# EXERCISES TO COMPLETE:
#1 In the text on electrical impedance, rework the part from "XL = 2 * pi" up to and including "pies for lunch!" so that "Henrys" becomes "henries".
#2 List every component of impedance in an AC circuit that the text on electrical impedance names.

** begin EXCERPTED TEXT **

Electrical Impedance

Electrical Impedance is defined as being anything which causes an opposition to current flow within a circuit. This often confuses newcomers to electrical science somewhat, because we usually think of resistance as being defined as the opposition to current flow, but in actual fact resistance is just one component of impedance in an AC circuit, albeit the most common one. The other two components of impedance are inductive reactance and capacitive reactance.

Inductive reactance is caused by inductive loads, the most common examples of which are the inductive motor or the simple coil of wire.

Capacitive reactance is caused by capacitive loads, or capacitors.

Both types of reactance cause opposition to current flow as a result of current and voltage becoming ‘out of phase’. In a capacitive circuit the current leads the voltage, whereas in an inductive circuit the voltage leads the current. This simply means that the current and voltage are out of sync, with the sine wave representing the current either leading or lagging that of the voltage when plotted over time.

Resistance can be defined more specifically, and hence accurately than the common definition, by saying that it represents the physical resistance of the conducting material to current flow. A purely resistive circuit with no reactance is said to be ‘in phase’, because the current and voltage are in sync with each other.

Basic Impedance Formulae

Inductive Reactance

XL = 2 * pi * f * l, where:

XL = Inductive reactance

F = frequency

L = Inductive load (measured in Henrys)

Remember: Come to the induction and get 2 pies for lunch!

Capacitive Reactance

XC = 1 / 2 * pi * f * c, where:

XC = Capacitive reactance

F = Frequency

Remember: One person per 2 pies for church!

** end EXCERPTED TEXT **
** begin ENTRIES SUPPLIED **

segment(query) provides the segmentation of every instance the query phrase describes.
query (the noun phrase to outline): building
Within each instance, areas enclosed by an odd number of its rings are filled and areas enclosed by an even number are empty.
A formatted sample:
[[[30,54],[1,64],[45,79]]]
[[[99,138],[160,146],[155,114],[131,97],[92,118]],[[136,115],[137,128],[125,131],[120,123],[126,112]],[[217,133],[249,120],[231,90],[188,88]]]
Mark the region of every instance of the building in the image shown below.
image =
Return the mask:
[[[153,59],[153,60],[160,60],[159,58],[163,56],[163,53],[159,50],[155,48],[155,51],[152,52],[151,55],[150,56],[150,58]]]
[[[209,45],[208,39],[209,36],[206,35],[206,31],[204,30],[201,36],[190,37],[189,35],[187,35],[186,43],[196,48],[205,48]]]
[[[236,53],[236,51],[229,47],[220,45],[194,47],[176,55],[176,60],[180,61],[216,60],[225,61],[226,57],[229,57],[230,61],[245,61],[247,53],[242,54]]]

** end ENTRIES SUPPLIED **

# ANSWERS GIVEN:
#1
XL = 2 * pi * f * l, where:

XL = Inductive reactance

F = frequency

L = Inductive load (measured in henries)

Remember: Come to the induction and get 2 pies for lunch!

#2 Resistance, inductive reactance, capacitive reactance